** SOURCE MATERIAL follows **
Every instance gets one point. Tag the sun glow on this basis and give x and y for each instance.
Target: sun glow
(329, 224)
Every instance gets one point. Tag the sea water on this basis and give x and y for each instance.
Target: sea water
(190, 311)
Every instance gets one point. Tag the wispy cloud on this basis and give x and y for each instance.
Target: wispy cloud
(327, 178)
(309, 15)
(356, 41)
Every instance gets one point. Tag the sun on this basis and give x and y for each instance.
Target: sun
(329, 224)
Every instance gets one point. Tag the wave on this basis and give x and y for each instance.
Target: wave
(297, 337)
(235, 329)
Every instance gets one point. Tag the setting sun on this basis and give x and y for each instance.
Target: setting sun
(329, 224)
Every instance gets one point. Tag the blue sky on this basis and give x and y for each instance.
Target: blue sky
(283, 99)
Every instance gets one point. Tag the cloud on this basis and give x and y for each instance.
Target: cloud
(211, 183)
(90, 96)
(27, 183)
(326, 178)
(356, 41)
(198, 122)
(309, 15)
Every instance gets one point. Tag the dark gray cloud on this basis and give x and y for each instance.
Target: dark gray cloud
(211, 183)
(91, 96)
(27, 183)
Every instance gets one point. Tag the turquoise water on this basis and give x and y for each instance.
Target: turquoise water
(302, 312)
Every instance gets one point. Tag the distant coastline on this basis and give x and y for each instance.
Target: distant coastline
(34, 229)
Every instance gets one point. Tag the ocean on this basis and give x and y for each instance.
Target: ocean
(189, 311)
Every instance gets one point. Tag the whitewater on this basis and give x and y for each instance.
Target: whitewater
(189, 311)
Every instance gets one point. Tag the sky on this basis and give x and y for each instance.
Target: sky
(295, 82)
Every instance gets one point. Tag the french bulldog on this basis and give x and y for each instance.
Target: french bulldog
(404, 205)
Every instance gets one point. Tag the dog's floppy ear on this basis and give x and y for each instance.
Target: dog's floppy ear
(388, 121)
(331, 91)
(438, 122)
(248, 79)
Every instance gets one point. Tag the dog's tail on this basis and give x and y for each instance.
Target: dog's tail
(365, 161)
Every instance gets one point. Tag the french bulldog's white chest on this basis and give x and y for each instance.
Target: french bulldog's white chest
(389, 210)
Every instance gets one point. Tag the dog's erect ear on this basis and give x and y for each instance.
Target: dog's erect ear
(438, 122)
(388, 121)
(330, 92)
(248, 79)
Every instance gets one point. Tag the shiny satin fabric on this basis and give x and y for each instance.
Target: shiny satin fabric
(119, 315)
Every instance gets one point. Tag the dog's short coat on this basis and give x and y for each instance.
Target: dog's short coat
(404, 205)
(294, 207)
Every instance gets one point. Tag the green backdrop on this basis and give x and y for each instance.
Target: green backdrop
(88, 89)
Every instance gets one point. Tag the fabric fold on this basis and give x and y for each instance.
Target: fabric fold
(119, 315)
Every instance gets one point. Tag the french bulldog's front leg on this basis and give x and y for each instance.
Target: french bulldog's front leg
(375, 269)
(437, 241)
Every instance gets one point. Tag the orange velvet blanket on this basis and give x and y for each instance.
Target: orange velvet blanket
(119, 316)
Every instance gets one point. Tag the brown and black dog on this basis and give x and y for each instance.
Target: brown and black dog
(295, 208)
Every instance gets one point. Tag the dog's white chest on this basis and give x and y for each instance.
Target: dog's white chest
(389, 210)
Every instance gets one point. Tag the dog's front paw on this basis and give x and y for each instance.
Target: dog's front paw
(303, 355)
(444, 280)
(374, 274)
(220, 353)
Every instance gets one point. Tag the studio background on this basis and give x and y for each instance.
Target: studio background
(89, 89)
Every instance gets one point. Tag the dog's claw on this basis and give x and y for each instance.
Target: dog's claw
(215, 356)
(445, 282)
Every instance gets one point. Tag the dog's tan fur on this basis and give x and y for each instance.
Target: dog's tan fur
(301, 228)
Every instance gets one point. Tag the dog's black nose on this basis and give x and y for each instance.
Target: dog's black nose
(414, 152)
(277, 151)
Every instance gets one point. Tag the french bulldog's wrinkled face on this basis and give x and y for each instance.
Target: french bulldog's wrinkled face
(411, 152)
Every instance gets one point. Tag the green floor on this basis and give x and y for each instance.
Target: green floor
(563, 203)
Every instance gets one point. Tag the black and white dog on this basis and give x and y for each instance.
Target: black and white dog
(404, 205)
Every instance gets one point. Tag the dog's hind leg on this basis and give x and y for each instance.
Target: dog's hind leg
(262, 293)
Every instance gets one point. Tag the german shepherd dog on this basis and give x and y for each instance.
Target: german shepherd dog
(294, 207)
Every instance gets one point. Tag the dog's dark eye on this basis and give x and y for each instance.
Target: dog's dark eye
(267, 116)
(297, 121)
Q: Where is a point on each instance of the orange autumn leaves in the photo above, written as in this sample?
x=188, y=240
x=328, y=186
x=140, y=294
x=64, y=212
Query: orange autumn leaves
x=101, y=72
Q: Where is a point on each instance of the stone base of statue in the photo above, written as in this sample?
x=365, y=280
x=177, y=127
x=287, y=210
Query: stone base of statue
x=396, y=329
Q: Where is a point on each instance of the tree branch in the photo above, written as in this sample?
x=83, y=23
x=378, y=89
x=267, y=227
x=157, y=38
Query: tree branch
** End of SOURCE MATERIAL **
- **YOUR ASSIGNMENT**
From the line containing "Every instance gets one point. Tag the german" to the last line above, repeat every line exactly and nothing else.

- **RESPONSE AREA**
Every instance gets one point. Tag the german shepherd dog on this basis and give x and y for each instance.
Target: german shepherd dog
(294, 207)
Every instance gets one point. Tag the dog's dark eye on this basis and give x and y for each instance.
Target: dog's dark eye
(267, 116)
(297, 121)
Q: Where is a point on each instance of the orange autumn leaves in the photo above, written as in this sample?
x=188, y=240
x=328, y=186
x=140, y=294
x=64, y=212
Query: orange autumn leaves
x=101, y=72
Q: Where is a point on each instance of the stone base of statue in the photo above, written as in this sample?
x=365, y=280
x=177, y=127
x=287, y=210
Query: stone base of statue
x=396, y=329
Q: Where is a point on each instance of the tree branch in the photo above, written as in this sample?
x=83, y=23
x=378, y=89
x=267, y=227
x=157, y=38
Query: tree branch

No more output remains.